Objective.
Please filter the records below down to the lines that contain the string "glass", and copy each of those lines. Treat case as significant.

Data provided.
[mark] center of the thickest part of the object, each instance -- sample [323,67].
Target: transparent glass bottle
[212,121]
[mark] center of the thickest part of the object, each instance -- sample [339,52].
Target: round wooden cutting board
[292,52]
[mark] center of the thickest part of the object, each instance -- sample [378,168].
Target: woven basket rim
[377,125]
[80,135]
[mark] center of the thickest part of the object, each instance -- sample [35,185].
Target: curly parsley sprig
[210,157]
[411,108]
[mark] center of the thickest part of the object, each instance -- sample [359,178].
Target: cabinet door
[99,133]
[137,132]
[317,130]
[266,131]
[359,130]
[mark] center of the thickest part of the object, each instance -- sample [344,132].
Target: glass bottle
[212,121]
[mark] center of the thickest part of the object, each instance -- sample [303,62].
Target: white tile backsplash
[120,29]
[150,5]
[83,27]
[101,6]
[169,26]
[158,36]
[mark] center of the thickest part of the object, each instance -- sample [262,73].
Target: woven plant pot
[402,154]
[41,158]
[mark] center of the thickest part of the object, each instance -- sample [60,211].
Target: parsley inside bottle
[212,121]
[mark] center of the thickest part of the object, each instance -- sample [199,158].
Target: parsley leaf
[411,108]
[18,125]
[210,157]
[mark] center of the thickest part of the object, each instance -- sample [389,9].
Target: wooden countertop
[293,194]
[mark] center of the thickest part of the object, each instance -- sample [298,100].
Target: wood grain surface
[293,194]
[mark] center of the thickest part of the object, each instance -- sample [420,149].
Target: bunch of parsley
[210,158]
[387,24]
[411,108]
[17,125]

* * *

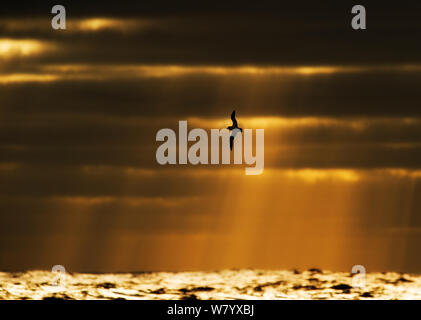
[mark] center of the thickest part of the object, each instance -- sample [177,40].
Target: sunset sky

Completed task.
Target: transparent glass bottle
Target: glass bottle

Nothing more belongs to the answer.